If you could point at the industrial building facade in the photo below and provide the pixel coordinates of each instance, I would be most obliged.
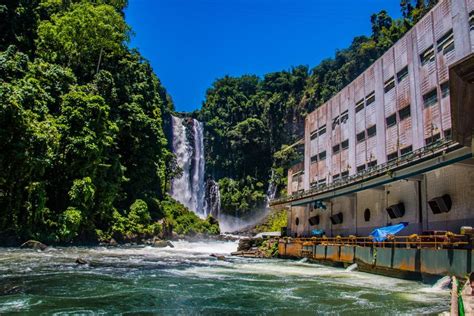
(395, 145)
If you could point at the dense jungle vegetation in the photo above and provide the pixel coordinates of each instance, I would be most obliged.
(83, 153)
(250, 121)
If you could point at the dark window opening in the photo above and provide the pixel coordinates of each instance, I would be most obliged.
(392, 156)
(389, 85)
(370, 99)
(367, 215)
(344, 117)
(360, 168)
(361, 136)
(335, 122)
(391, 120)
(360, 106)
(371, 131)
(322, 130)
(431, 98)
(432, 139)
(471, 21)
(446, 43)
(406, 150)
(404, 113)
(402, 74)
(373, 163)
(345, 144)
(427, 56)
(448, 133)
(444, 89)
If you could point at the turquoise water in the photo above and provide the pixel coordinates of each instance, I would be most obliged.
(187, 281)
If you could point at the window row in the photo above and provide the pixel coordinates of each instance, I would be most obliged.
(402, 114)
(370, 132)
(444, 45)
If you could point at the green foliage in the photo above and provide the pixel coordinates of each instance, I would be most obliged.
(69, 224)
(81, 124)
(83, 37)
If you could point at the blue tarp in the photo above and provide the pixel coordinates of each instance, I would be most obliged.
(317, 232)
(380, 234)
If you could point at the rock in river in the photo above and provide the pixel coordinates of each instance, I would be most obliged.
(33, 244)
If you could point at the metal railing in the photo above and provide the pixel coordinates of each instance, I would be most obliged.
(448, 240)
(391, 166)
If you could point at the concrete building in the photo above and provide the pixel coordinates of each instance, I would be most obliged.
(395, 145)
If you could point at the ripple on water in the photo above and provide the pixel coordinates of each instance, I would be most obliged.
(186, 280)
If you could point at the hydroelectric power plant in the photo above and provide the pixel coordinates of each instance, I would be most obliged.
(394, 147)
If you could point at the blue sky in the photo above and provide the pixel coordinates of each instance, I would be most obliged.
(190, 43)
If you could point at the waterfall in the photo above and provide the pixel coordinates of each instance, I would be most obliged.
(212, 203)
(191, 188)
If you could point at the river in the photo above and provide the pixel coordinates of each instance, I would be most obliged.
(186, 280)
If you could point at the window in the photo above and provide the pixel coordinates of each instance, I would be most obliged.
(444, 89)
(431, 98)
(371, 131)
(345, 144)
(432, 139)
(367, 215)
(361, 137)
(448, 133)
(446, 43)
(370, 99)
(360, 168)
(392, 156)
(360, 106)
(406, 150)
(404, 113)
(471, 21)
(322, 130)
(373, 163)
(391, 120)
(344, 117)
(427, 56)
(402, 74)
(389, 85)
(335, 122)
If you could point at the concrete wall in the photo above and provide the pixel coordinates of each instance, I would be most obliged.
(424, 123)
(456, 180)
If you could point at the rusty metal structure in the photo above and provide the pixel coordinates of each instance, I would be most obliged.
(395, 144)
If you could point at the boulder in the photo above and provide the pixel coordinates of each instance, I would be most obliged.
(33, 244)
(219, 257)
(81, 261)
(162, 243)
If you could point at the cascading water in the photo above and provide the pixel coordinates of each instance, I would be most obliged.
(191, 188)
(212, 203)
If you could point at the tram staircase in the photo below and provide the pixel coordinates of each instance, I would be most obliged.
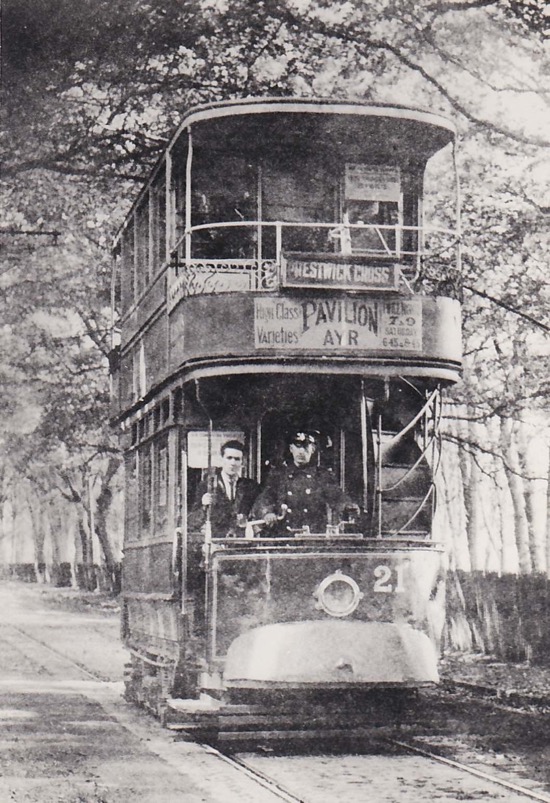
(405, 492)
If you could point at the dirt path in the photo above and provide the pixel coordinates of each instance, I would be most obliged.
(69, 738)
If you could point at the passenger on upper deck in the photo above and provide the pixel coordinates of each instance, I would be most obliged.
(308, 490)
(228, 494)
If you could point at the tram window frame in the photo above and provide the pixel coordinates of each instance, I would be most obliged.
(157, 222)
(128, 275)
(132, 520)
(373, 207)
(312, 189)
(145, 485)
(161, 480)
(142, 244)
(218, 189)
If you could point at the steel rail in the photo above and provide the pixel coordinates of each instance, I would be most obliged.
(471, 771)
(58, 654)
(261, 778)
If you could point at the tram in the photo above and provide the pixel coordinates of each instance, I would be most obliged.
(276, 273)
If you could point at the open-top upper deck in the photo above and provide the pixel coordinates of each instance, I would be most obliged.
(288, 230)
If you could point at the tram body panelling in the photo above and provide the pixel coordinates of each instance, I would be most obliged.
(234, 337)
(269, 628)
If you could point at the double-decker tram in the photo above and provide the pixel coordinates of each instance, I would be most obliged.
(277, 389)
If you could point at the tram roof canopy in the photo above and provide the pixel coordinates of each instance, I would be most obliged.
(271, 127)
(258, 125)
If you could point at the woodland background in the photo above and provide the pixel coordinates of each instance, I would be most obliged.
(91, 92)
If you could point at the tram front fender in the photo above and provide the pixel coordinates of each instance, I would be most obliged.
(331, 653)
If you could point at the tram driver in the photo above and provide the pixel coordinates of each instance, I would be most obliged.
(305, 488)
(227, 496)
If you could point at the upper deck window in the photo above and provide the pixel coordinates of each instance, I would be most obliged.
(157, 204)
(299, 192)
(143, 270)
(372, 196)
(223, 191)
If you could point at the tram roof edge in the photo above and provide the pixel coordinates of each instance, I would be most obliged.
(294, 105)
(269, 105)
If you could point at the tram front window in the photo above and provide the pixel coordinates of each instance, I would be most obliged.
(298, 494)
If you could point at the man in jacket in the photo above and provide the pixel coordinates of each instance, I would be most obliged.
(307, 490)
(226, 494)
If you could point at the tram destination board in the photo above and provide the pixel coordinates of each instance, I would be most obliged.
(305, 270)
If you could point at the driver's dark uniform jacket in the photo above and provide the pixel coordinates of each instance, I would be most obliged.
(308, 491)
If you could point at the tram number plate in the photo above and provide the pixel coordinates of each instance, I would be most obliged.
(389, 579)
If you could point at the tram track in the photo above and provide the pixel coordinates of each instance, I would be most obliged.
(271, 778)
(506, 699)
(465, 768)
(52, 651)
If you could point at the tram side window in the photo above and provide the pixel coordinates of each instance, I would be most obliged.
(131, 511)
(145, 487)
(142, 245)
(158, 220)
(128, 267)
(412, 194)
(298, 194)
(161, 483)
(223, 192)
(372, 196)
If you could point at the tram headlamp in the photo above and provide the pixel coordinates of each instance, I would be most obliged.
(337, 594)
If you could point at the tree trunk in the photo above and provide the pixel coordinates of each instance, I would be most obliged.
(38, 534)
(103, 504)
(471, 476)
(515, 485)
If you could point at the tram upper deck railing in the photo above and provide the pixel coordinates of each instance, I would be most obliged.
(247, 188)
(274, 254)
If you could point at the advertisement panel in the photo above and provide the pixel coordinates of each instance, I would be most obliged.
(342, 324)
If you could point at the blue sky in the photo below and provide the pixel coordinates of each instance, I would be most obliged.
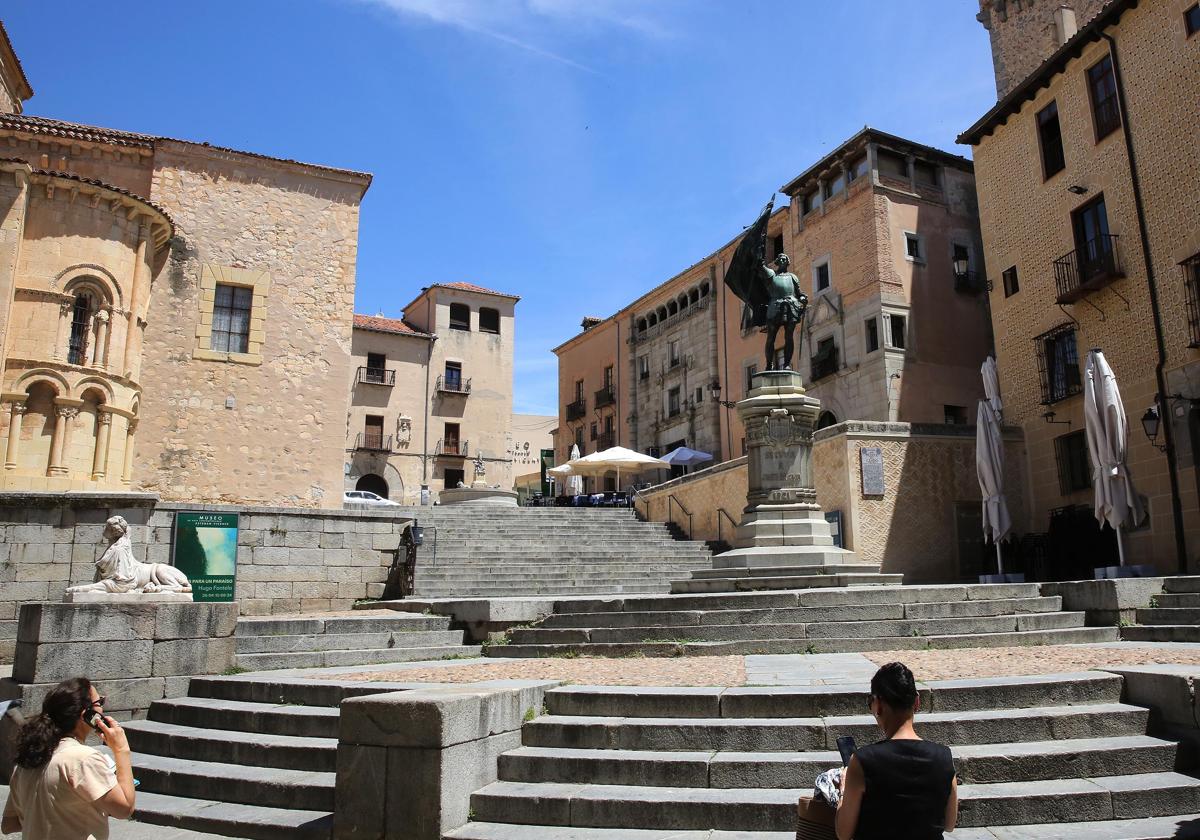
(576, 153)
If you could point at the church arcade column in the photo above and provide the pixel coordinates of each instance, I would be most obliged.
(103, 436)
(16, 413)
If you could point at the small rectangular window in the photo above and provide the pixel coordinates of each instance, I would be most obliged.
(1012, 285)
(1103, 88)
(460, 317)
(489, 321)
(1074, 465)
(821, 276)
(899, 325)
(873, 335)
(913, 247)
(231, 318)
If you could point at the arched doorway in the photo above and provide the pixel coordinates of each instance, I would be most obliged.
(373, 484)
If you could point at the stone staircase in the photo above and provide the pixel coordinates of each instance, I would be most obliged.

— DIRECTIONS —
Quote the preceding records in their entirety, excluding every picture.

— TASK SOLUTION —
If you could point at the industrial building facade in the photo below and provide the pixel coordinates of each instance, I would be most obliged.
(395, 145)
If you could point at the dense jungle vegetation in the photo above and provide the pixel coordinates of each instance, I would be most obliged.
(83, 153)
(250, 121)
If you could point at the dark window opening in the photo above and provide the pixel coordinates of each instance, I would be most obliged.
(392, 156)
(389, 85)
(370, 99)
(367, 215)
(344, 117)
(360, 168)
(361, 136)
(335, 122)
(391, 120)
(360, 106)
(371, 131)
(322, 130)
(431, 98)
(432, 139)
(471, 21)
(446, 43)
(406, 150)
(404, 113)
(402, 74)
(373, 163)
(345, 144)
(427, 56)
(448, 133)
(444, 89)
If you could point at the turquoise water in the photo above and provide the pixel coordinates of each instance, I would be most obliged.
(187, 281)
If you could point at the window row in the photo above and provide the pixel coordinates of each instance, I would be most obliged.
(402, 114)
(370, 132)
(444, 45)
If you could point at the green foliage in the photo above and provide the pixel coordinates of each instance, I would be most obliged.
(69, 224)
(81, 124)
(83, 37)
If you could point at the blue tarp in the photo above and provide the pixel coordinates of each instance, I would be most obliged.
(317, 232)
(380, 234)
If you could point at the rock in river in the photo above and provide the pixel coordinates of each instance, I would be most obliged.
(33, 244)
If you could point at the metal railing in the photo above and provide the pixel coordinates of each instance, I would be most obliged.
(448, 240)
(391, 166)
If you could point at the concrete building in the photo above and provide the pixel coordinates of each instance, I would be most obliged.
(395, 145)
If you could point at the ripple on water in the photo above and provide the pixel coordinates of each instance, I would be most obliged.
(186, 280)
If you could point at the hydroelectric power plant in the photo above and provide the pixel coordinates of each instance, I would be most obliged.
(394, 147)
If you could point at the blue sky in the photo above and provide the pixel coordinates of each instance, I would be most obliged.
(190, 43)
If you could point at the waterfall in the photo above and provide the pixel coordinates of each instance, I would be most obliged.
(212, 203)
(191, 188)
If you could point at the river in the photo above and provide the pixel coordinates of each instance, I would be most obliged.
(186, 280)
If you could point at the window in the photo above and provide the pixel coordinates of each instance, I would be most obliged.
(444, 89)
(431, 98)
(371, 131)
(345, 144)
(432, 139)
(367, 215)
(361, 137)
(448, 133)
(446, 43)
(370, 99)
(360, 168)
(392, 156)
(360, 106)
(406, 150)
(404, 113)
(471, 21)
(322, 130)
(373, 163)
(391, 120)
(344, 117)
(427, 56)
(402, 74)
(389, 85)
(335, 122)
If you could point at the concrete wall in the photo above and provide the pixel coordinates of each instance, I would be most obliged.
(424, 123)
(456, 180)
If you could point at the rusty metal structure in the photo above and provide the pixel coordinates of each instance, I would be most obliged.
(395, 144)
If you could point at the boulder in the photo above and provide the pixel coordinates of each instance, I would be most obliged.
(33, 244)
(219, 257)
(81, 261)
(162, 243)
If you could point at the cascading water in the photo above and provide the pixel coordinates of each instance, I would be most obliged.
(191, 188)
(212, 203)
If you could point at the tram staircase in the photo below and provide the pixel coordinates of each instance, I would be most obliged.
(405, 492)
If you could point at the dirt path in the photo above and provide the pixel coordinates of each instance, I would be most obliged.
(69, 738)
If you could point at the passenger on upper deck in the photo above and provide the pixel coordinates of each instance, I would be most obliged.
(308, 490)
(228, 494)
If you could point at the tram window frame in the photo above and provide the pixel coordinates of each instance, I would be most obliged.
(157, 222)
(128, 275)
(132, 520)
(373, 207)
(312, 189)
(145, 485)
(161, 480)
(142, 244)
(218, 189)
If you could point at the steel rail in the photo above and provide the pixel coordinates of each instance, I would be most obliged.
(471, 771)
(58, 654)
(261, 778)
If you could point at the tram in the photo above and provide the pixel coordinates of each instance, I would be most obliged.
(276, 273)
If you could point at the open-top upper deck in the photo above and provide the pixel coordinates of each instance, I would be most obliged.
(288, 230)
If you could point at the tram body panelling in the photo above and provide the pixel coordinates of each instance, I would be most obliged.
(234, 337)
(269, 628)
If you could point at the double-decker tram in the photo above and provide the pixel coordinates of each instance, I would be most obliged.
(277, 389)
If you could point at the tram roof canopy in the photo above and provide the pixel coordinates of each instance, I would be most obliged.
(271, 127)
(258, 125)
If you could point at the woodland background in the photo above and provide the pixel coordinates of each instance, I would be most obliged.
(91, 92)
If you could point at the tram front fender in the photo above and provide the pixel coordinates of each instance, I would be most obliged.
(331, 653)
If you could point at the tram driver in the photo above and provide the pixel coordinates of each instance, I would be most obliged.
(305, 488)
(227, 496)
If you could point at the upper deck window in the photo above and provide the pixel coordinates of each instance, I would be most obliged.
(157, 204)
(299, 192)
(143, 270)
(372, 196)
(223, 191)
If you could point at the tram roof edge in the photo above and provide the pixel coordinates of each instance, I would be most obliged.
(294, 105)
(269, 105)
If you could point at the tram front window in the photo above and provide the pixel coordinates of each instance, I would be most obliged.
(298, 494)
If you could point at the man in jacket in the photo above and provide the pixel coordinates of each instance, I would be most obliged.
(307, 490)
(226, 494)
If you could point at the tram destination board in the photo above and provide the pixel coordinates of each instance, I would be most obliged.
(305, 270)
If you could point at the driver's dark uniform jacket in the photo above and provide the pixel coordinates of each instance, I would be most obliged.
(308, 491)
If you could point at the tram number plate in the photo above and provide the pixel coordinates of each instance, I would be most obliged.
(389, 579)
If you could point at the tram track in the photo above and provide the pixel coordinates of each instance, I would be most obliged.
(271, 778)
(506, 699)
(465, 768)
(52, 651)
If you could point at the tram side window in the photo above and provide the pixel coordinates of each instance, I would be most obliged.
(131, 511)
(145, 487)
(142, 245)
(158, 220)
(128, 267)
(412, 194)
(298, 194)
(161, 483)
(223, 192)
(372, 196)
If you could point at the tram headlamp in the photo above and provide the pixel coordinates of each instance, I would be most obliged.
(337, 594)
If you could point at the tree trunk in the photo above and provide the pixel coordinates of each instance, I would be most obliged.
(38, 534)
(103, 504)
(471, 476)
(515, 485)
If you could point at the tram upper deck railing in the photo above and provide the pixel coordinates of each instance, I would be most obliged.
(247, 188)
(274, 254)
If you could point at the advertisement panel in the photo above and provide the pixel coordinates of each instance, I would be most obliged.
(342, 324)
If you could point at the blue sky in the photo below and provide the pixel coordinates of each instance, I would be most obliged.
(576, 153)
If you could point at the church arcade column in the photo above and provide the pixel coordinates of each instance, I would be most obliged.
(103, 436)
(16, 413)
If you could point at the small rectangular window in the photo above and provide the pixel coordinates of each instance, I would be most obliged.
(1012, 285)
(1103, 88)
(460, 317)
(489, 321)
(1074, 465)
(821, 276)
(899, 325)
(873, 335)
(913, 247)
(231, 318)
If you could point at the arched doorway in the photo above and provide the pixel coordinates of each instance, I would be most obliged.
(373, 484)
If you could point at the stone staircase in the photo above and provide the pixel coordinates of each instance, I would be most obliged.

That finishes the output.